At one point, an interviewer asks Garett how he likes working with Richard, and after an initial joke about how rotten it is, he goes completely serious and declares that he loves Richard. Not to be left out, Richard interrupts to add that he loves Garett. It's up to you whether Richard had to get that kleenex out of his pocket because of his head cold or the emotion of the moment, but their seriousness before they break out of the mood is undeniable. Oh, wait, these anti-smarm people are the same ones who saw the gag reel and still deny smarm is real; I guess they could claim this was phony too. And that whole Jewish Holocaust thing, man, what a fake job. The landing on the moon? Pure special effects. I'm betting a few of them even have charter memberships in the Flat Earth Society.
Exhibit E: Hearsay descriptions of actual events. Hardly as convincing, but supportable by the testimony of other witnesses, should anyone care to make the effort to locate them. I've seen off-camera real life smarm on the set of Riptide, along with anyone else who happened to be on the pier in King Harbor that afternoon in August back in 1985.

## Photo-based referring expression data
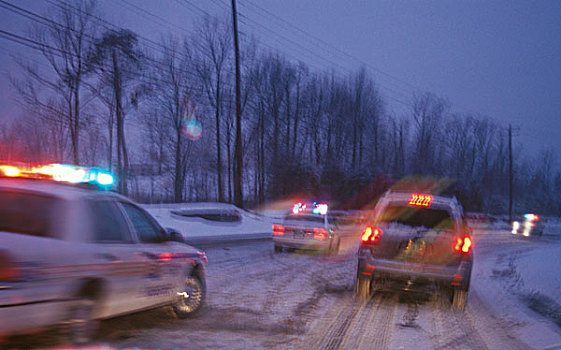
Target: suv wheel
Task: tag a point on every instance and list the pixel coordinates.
(363, 287)
(459, 299)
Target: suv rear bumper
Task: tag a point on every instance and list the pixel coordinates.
(302, 243)
(457, 275)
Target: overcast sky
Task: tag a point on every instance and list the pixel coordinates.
(501, 59)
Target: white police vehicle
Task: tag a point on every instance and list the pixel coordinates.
(307, 227)
(72, 256)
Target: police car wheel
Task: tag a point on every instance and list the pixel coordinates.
(81, 326)
(188, 301)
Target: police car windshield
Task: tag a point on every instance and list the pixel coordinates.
(305, 217)
(27, 213)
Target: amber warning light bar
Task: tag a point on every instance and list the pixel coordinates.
(420, 200)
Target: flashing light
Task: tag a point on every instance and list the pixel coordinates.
(9, 171)
(372, 235)
(320, 233)
(63, 173)
(320, 209)
(298, 207)
(278, 230)
(515, 227)
(420, 200)
(462, 244)
(531, 217)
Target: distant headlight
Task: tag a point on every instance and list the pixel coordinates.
(515, 227)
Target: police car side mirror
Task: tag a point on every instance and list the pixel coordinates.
(174, 235)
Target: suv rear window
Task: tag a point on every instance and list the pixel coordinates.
(304, 217)
(27, 213)
(417, 217)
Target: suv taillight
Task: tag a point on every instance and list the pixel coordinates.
(278, 230)
(320, 233)
(372, 235)
(8, 269)
(462, 244)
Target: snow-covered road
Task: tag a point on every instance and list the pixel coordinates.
(259, 299)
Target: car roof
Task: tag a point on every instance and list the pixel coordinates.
(53, 188)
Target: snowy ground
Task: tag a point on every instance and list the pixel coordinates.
(258, 299)
(197, 229)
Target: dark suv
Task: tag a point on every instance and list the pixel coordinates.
(413, 240)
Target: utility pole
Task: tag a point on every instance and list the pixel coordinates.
(510, 173)
(238, 195)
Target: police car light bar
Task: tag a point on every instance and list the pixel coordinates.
(320, 209)
(61, 172)
(420, 200)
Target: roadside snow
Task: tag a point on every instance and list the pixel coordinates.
(519, 280)
(197, 228)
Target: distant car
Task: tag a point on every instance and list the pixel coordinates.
(530, 225)
(308, 228)
(412, 240)
(71, 256)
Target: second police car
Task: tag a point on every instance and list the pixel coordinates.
(72, 256)
(307, 227)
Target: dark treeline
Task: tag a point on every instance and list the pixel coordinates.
(161, 115)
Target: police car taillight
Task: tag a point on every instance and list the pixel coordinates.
(8, 268)
(462, 244)
(372, 235)
(320, 233)
(278, 230)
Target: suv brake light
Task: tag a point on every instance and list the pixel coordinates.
(8, 270)
(462, 244)
(372, 235)
(278, 230)
(320, 233)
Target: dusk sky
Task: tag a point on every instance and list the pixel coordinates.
(499, 59)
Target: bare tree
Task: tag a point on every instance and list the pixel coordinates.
(118, 60)
(65, 44)
(212, 40)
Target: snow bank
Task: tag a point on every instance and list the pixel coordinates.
(192, 221)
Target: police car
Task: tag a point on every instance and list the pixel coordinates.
(307, 227)
(530, 226)
(414, 240)
(72, 254)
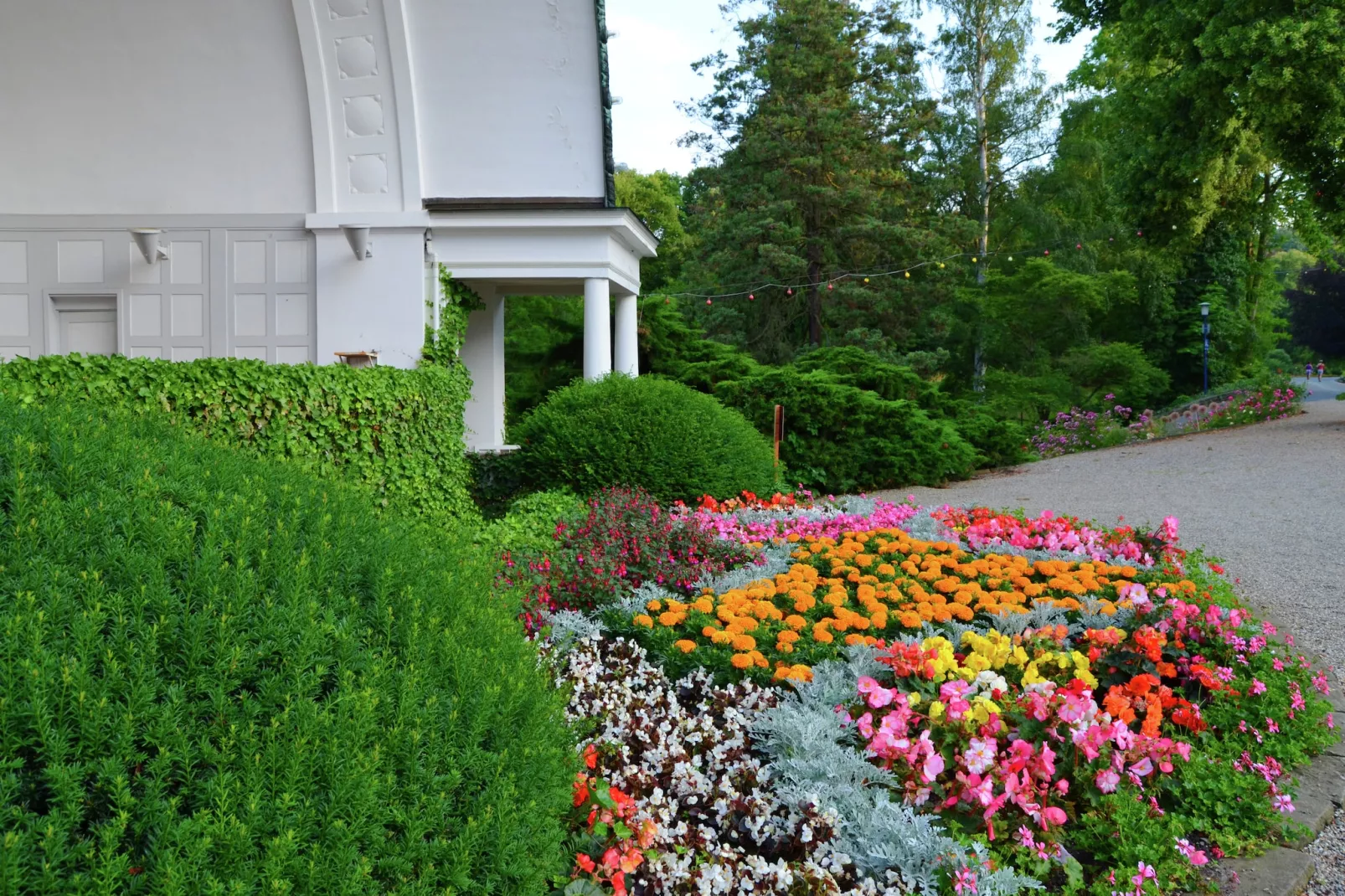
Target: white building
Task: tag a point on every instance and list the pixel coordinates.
(260, 136)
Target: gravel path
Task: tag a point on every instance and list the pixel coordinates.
(1267, 499)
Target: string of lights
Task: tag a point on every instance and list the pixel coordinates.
(830, 283)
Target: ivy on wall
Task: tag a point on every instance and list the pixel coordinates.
(456, 301)
(399, 432)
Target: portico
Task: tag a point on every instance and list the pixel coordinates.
(280, 128)
(590, 252)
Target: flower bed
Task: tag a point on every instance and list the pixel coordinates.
(1072, 430)
(951, 701)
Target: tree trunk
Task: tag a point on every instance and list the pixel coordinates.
(814, 297)
(983, 151)
(1254, 277)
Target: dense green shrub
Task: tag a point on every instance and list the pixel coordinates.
(841, 439)
(219, 674)
(998, 441)
(397, 430)
(642, 432)
(528, 528)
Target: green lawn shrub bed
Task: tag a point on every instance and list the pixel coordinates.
(219, 674)
(642, 432)
(399, 432)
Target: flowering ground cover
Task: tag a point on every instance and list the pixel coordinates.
(890, 700)
(1074, 430)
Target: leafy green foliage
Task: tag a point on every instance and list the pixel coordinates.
(399, 432)
(224, 676)
(1317, 312)
(816, 123)
(455, 301)
(530, 523)
(843, 439)
(657, 198)
(642, 432)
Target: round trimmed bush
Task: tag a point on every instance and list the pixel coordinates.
(642, 432)
(222, 676)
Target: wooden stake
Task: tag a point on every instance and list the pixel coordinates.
(779, 432)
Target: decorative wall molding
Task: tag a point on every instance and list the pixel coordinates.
(357, 64)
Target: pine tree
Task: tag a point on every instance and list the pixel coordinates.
(812, 124)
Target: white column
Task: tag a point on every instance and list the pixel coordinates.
(597, 328)
(483, 354)
(626, 353)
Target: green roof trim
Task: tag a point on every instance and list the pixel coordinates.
(606, 95)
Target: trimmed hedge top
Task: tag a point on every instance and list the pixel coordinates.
(397, 430)
(642, 432)
(221, 676)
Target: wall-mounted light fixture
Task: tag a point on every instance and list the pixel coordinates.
(147, 239)
(358, 239)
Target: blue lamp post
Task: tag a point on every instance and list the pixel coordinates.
(1204, 327)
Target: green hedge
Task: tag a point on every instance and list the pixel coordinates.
(841, 439)
(224, 676)
(397, 430)
(643, 432)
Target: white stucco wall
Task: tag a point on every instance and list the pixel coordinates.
(508, 97)
(152, 106)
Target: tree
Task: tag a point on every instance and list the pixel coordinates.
(1215, 90)
(1317, 311)
(1000, 100)
(812, 126)
(983, 49)
(657, 198)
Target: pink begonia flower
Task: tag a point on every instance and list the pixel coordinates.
(932, 767)
(1107, 780)
(981, 755)
(877, 694)
(1054, 816)
(1296, 698)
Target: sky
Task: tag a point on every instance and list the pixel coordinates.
(657, 42)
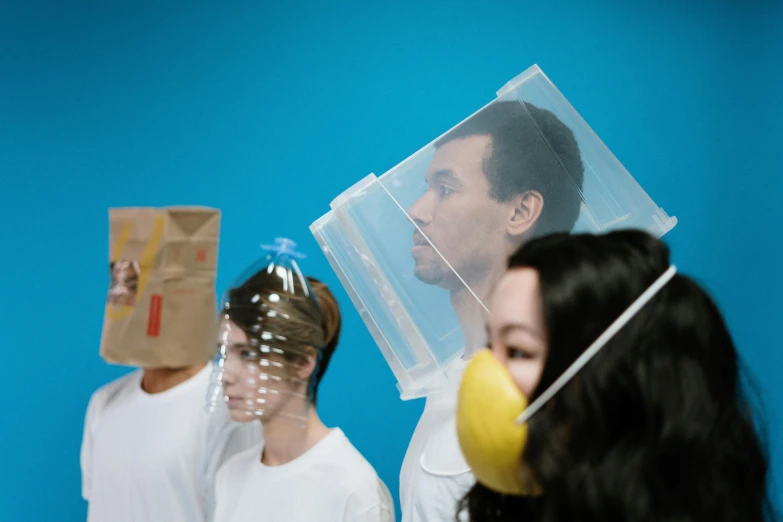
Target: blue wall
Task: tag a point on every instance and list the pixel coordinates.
(269, 111)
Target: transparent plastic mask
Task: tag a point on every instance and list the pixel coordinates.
(269, 340)
(419, 248)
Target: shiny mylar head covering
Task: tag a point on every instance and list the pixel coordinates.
(270, 338)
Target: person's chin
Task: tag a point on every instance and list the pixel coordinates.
(240, 415)
(428, 275)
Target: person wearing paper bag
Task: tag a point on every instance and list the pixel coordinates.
(150, 449)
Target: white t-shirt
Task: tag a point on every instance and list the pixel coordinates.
(331, 482)
(153, 457)
(434, 475)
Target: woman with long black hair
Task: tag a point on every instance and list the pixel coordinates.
(658, 426)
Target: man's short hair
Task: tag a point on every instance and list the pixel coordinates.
(531, 149)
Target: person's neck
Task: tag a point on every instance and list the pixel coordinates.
(286, 439)
(470, 312)
(157, 380)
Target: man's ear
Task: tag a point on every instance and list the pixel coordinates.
(525, 211)
(305, 363)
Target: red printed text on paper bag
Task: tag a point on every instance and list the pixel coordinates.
(153, 323)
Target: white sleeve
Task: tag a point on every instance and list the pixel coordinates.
(85, 459)
(381, 509)
(225, 439)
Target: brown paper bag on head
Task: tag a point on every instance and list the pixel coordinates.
(161, 306)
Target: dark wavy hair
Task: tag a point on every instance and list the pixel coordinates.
(658, 426)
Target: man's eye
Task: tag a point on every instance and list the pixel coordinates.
(444, 191)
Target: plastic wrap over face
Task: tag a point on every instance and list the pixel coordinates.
(269, 340)
(419, 248)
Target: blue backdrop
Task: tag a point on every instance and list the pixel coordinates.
(268, 110)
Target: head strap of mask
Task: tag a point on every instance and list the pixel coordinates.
(599, 343)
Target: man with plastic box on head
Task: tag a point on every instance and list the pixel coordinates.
(278, 332)
(150, 450)
(523, 166)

## EXERCISE REQUIREMENTS
A. Answer these questions about the text on Riptide:
(i) What does Richard get out of his pocket?
(ii) What does the text call Exhibit E?
(iii) In what month and year was the writer on the pier in King Harbor?
B. List everything the text on Riptide sarcastically presents as something that could be called fake or phony.
C. Go on with the text on Riptide from where it stops.

## RESULTS FOR EACH TASK
A.
(i) A kleenex.
(ii) Hearsay descriptions of actual events.
(iii) August 1985.

B.
- The interview moment in which Garett and Richard declare they love each other
- The Jewish Holocaust
- The landing on the moon

C.
More recently, other fans were fortunate enough to see it on the Sentinel set. Those of you with stronger stomachs than I have should browse the TS list archives and the various websites with set visit tales, and you're sure to come across at least one description of the group expedition that took place somewhere back in spring of '97, I believe. The one where the crowd was standing by when Garett had to leave to go see his sister or something, and Richard kissed him goodbye. There were probably similar events during other visits, but mercifully I am spared from knowing too much about what I've missed; and for my temper's sake, I prefer to keep it that way. But I bet a determined searcher could find plenty of lucky fans who got to see more of what made the show so wonderfully, realistically smarmy, and who would be happy to tell all about it. Unless, of course, they don't believe "real men" act like that. You would think cognitive dissonance on such a large and permanent a scale ought to be physically painful.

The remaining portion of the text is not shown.